**The request:**
Continue the review of the film "Side Effects" below, starting right after its last sentence.

Start of Extract to read

Side Effects (I) (2013)
8/10
"Side Effects" has a double-pleasure effect, the emphasis depending upon which hour we happen to be watching at the time
8 February 2013
A number of prominent critics working in the United States today have described Steven Soderbergh's swan song as a post-modern Hitchcockian thriller. The movie, called "Side Effects" has more artsy qualities (more trick lenses and color-softened images) but does contain many of the same attributes the Master of Suspense himself was very fond of: an innocent man caught in a grotesquely complicated mess; the soft-eyed girl who is not what she seems to be; a subtle touch of homophobia. In particular, the movie recalls Hitchcock's very best movie "Vertigo." That one, as you may recall, had us convinced for about ninety minutes that it was a supernatural thriller—a ghost story blended with a romance—only to stomp on us in the final reel with the fact that we had been duped all along and there was nothing other-worldly about the plot to begin with. "Side Effects" does not take the exact same approach, but it does a stupendous job of fooling around with our minds, and then letting all of the secrets bombard us at the end. Thus, the final shot in the movie (a reversed image of the first) has a touch to poetry to it.

And the mystery is clever. If Soderbergh finally does carry out his threat to retire from Hollywood, he can at least boast his last movie caught us all off guard. Nobody walking out of this film can claim the ending was predictable unless they either read a synopsis before going in, had seen it already, or are pathetic liars vying for attention by posing as intellectuals.

End of Extract to read
Start of Data excerpts

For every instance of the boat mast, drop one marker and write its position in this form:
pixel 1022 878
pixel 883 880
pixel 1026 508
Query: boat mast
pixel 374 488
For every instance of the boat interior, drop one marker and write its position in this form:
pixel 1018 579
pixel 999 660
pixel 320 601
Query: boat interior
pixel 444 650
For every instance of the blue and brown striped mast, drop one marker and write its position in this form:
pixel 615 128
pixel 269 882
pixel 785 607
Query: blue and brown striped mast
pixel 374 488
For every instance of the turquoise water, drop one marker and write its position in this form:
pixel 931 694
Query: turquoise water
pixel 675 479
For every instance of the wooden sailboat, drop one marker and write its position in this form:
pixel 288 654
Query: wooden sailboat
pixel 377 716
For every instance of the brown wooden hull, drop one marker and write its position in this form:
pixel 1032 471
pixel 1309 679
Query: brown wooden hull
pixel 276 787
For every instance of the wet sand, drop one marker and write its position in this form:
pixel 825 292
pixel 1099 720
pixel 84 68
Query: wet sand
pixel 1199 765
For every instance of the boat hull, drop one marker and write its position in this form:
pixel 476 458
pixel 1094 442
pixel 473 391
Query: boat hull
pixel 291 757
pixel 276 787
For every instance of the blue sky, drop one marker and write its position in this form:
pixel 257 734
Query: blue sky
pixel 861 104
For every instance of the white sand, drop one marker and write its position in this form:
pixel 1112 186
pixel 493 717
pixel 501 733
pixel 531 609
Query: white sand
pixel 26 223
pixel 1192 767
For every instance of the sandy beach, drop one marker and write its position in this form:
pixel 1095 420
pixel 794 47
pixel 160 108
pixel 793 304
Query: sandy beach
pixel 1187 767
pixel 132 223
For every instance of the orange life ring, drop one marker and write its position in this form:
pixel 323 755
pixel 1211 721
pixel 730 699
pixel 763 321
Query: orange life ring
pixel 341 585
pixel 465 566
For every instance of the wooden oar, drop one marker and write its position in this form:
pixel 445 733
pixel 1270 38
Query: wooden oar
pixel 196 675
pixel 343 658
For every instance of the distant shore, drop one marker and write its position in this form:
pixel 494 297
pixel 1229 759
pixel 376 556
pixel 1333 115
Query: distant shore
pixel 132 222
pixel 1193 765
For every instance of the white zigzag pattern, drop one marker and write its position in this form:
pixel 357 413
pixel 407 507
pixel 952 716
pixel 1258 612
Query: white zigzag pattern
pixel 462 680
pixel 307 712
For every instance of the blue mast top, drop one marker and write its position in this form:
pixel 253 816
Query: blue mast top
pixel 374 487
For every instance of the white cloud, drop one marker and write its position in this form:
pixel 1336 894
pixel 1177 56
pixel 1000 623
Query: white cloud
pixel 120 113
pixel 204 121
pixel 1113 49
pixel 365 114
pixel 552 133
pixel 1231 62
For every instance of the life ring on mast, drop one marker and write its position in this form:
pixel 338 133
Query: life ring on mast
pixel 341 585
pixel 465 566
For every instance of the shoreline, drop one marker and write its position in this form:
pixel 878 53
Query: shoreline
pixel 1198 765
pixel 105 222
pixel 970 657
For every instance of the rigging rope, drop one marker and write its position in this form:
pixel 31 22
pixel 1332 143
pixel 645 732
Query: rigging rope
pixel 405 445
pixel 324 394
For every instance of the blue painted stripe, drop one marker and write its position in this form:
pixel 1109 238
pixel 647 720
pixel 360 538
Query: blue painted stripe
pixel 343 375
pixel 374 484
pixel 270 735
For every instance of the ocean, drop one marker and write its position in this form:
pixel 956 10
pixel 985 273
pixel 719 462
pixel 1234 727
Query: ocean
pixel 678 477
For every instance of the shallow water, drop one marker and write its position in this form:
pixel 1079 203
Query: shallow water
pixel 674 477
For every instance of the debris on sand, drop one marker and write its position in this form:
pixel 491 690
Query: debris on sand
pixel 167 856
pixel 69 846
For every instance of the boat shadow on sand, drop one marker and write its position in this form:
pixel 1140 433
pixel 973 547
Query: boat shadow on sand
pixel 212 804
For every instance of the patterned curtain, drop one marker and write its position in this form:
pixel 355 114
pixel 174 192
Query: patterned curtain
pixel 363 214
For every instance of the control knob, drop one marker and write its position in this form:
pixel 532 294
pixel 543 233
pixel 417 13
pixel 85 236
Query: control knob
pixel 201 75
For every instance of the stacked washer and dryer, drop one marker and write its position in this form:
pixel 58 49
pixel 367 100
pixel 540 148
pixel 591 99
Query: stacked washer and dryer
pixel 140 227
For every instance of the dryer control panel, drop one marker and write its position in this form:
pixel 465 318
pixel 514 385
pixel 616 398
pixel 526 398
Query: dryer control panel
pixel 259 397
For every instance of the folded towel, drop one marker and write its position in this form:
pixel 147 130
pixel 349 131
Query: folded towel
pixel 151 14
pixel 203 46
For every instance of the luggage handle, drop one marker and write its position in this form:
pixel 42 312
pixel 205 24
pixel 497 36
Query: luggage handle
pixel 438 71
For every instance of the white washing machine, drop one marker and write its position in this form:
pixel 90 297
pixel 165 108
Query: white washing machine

End of Data excerpts

**Written answer:**
The timing for this movie's release could not be better. Our memories are still fresh with Soderbergh's "Contagion," which I still honestly believe was the best movie to come out of the otherwise rotten year of 2011. That picture was praised by many, myself included, for taking an overworked premise and playing it out with a straight-forward, no-nonsense approach. So naturally, we would expect the same from "Side Effects"—except the plot this time concerns the possibly psychological effects of drugs as opposed to a worldwide epidemic. So the movie has a double-pleasure effect, the emphasis depending on which half we are watching at the time. In the beginning, I was appreciating the bold and interesting ways it dealt with the story of a severely depressed woman (Rooney Mara) and the way things spiraled out of control after being subjected to an experimental prescription drug. In the second half—the final thirty minutes, most of all—I was overwhelmed by the fact that the filmmakers had tricked me all along. And the double crosses, twists, and subplot denouements come at us in full force.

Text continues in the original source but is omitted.